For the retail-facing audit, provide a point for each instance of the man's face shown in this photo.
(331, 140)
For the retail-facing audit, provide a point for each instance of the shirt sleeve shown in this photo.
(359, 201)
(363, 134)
⁂
Reproduce verbatim the lines starting at the one that contains "sleeve shown in this photo." and ending with the last line, both included.

THE OUTPUT:
For the retail-facing audit, provide a point for each instance of the shirt sleeve shown in this photo.
(359, 201)
(363, 134)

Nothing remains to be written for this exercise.